- GOAL -
Print the following lines back without any changes.

- EXTRACTED ENTRIES -
# # # # # # #
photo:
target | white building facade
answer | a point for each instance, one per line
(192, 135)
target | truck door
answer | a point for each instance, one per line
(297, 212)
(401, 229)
# # # # # # #
- COMPLETE ANSWER -
photo:
target | white building facade
answer | a point for each instance, one per line
(192, 135)
target | truck door
answer | a point for each instance, one per line
(297, 212)
(401, 229)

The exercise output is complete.